Requirement >>
Reproduce every line of the data below, from the line containing "For every instance of the blue" through the end of the data, and rescale each point coordinate by multiplying it by 0.95 and rounding to the nearest whole number, with halves rounded up. Copy the other lines unchanged, and output only this span.

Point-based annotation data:
________________________________________

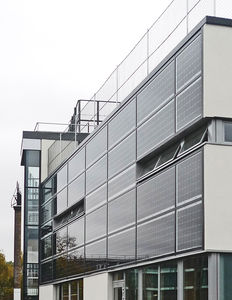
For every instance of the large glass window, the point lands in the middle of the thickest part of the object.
(76, 190)
(121, 247)
(157, 129)
(97, 198)
(96, 146)
(96, 224)
(123, 181)
(225, 276)
(156, 93)
(150, 283)
(196, 278)
(76, 233)
(96, 175)
(168, 281)
(61, 240)
(46, 245)
(122, 155)
(122, 123)
(62, 178)
(156, 237)
(188, 63)
(189, 104)
(156, 194)
(76, 165)
(121, 211)
(189, 179)
(62, 200)
(190, 226)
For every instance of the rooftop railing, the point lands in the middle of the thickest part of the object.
(177, 20)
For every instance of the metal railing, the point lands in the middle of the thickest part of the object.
(177, 20)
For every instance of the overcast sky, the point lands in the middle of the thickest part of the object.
(52, 53)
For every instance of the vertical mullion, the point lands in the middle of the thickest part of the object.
(159, 296)
(180, 281)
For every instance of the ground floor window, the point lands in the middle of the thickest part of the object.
(70, 290)
(185, 279)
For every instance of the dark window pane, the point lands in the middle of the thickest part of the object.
(156, 93)
(32, 206)
(168, 281)
(97, 198)
(76, 233)
(150, 283)
(196, 278)
(61, 240)
(193, 139)
(189, 178)
(96, 175)
(167, 155)
(121, 247)
(189, 104)
(156, 237)
(96, 224)
(121, 211)
(121, 182)
(97, 146)
(131, 284)
(32, 158)
(62, 178)
(32, 175)
(46, 245)
(46, 271)
(188, 63)
(47, 228)
(156, 194)
(122, 123)
(76, 190)
(228, 132)
(76, 165)
(76, 263)
(190, 227)
(47, 211)
(157, 129)
(96, 255)
(122, 155)
(61, 201)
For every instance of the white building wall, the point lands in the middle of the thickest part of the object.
(98, 287)
(17, 294)
(47, 292)
(217, 68)
(218, 197)
(45, 144)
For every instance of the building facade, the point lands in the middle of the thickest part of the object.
(142, 209)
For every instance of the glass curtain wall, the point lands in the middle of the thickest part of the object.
(70, 290)
(31, 223)
(160, 281)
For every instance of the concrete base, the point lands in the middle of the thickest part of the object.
(17, 294)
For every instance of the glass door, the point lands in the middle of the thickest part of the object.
(119, 290)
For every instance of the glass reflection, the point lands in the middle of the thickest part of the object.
(150, 283)
(196, 278)
(61, 240)
(168, 281)
(131, 284)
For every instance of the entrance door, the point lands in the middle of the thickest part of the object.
(119, 290)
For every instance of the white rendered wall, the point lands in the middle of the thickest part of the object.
(98, 287)
(218, 197)
(47, 292)
(17, 294)
(44, 158)
(217, 68)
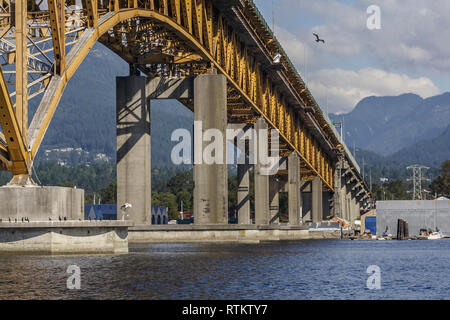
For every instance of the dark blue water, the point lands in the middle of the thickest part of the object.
(321, 269)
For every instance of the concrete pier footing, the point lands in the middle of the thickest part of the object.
(210, 179)
(243, 205)
(50, 220)
(133, 149)
(66, 237)
(36, 203)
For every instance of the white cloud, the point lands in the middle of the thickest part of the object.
(343, 89)
(411, 39)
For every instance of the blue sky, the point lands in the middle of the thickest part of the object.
(408, 54)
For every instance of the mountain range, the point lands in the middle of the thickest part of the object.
(389, 131)
(385, 125)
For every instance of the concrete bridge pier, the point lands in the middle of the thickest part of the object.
(210, 179)
(274, 197)
(295, 199)
(317, 200)
(243, 193)
(133, 149)
(262, 211)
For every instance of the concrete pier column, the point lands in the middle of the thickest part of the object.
(337, 196)
(274, 198)
(345, 204)
(295, 202)
(133, 149)
(317, 205)
(262, 212)
(210, 179)
(243, 196)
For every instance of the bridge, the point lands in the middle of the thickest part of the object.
(218, 58)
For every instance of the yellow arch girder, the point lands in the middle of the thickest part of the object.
(242, 73)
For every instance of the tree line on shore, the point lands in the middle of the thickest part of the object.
(172, 186)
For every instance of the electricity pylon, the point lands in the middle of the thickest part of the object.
(417, 180)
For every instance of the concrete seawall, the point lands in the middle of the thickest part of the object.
(222, 233)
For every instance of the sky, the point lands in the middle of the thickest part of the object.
(409, 53)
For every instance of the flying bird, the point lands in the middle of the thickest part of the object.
(317, 38)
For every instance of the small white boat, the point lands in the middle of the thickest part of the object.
(436, 236)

________________________________________

Full answer >>
For every instance of the blue sky, the point lands in the middle of the thickest part of the object.
(388, 51)
For every instance of the mountain range, the point lands in the middle of the thickest part of the object.
(370, 124)
(366, 119)
For every instance of the concrete bridge pier, the point lands in the middle of the thickest part of the object.
(200, 170)
(260, 187)
(280, 189)
(301, 190)
(231, 183)
(126, 142)
(249, 200)
For every instance of the concrete pier column, the point lands in the middle of the thickest part of the object.
(320, 186)
(260, 188)
(328, 194)
(280, 192)
(126, 142)
(301, 195)
(249, 201)
(200, 170)
(231, 186)
For every instance of the bridge, the point lands in the middle of the thickest part of the object.
(207, 55)
For every instance of the yellow arch girder, the point lands in the middle of the thickest part of the object.
(230, 69)
For every instance of the tree line on shore, the point lands in the middle of the thickest part of the object.
(163, 177)
For every instance of the electricity pylon, the point lands in the middle of the thickest part of the object.
(396, 171)
For every instance of the concrete seawall, the point lands in the middle of the thickest part of the object.
(211, 221)
For every instance of the sky, the point lands in the middle of the thickest part of the object.
(389, 50)
For every instance of the flying bird, the point lands in the middle of the thickest part of the object.
(301, 36)
For every instance of the small white boat, the point lands in the middle of the thickest part of the object.
(414, 224)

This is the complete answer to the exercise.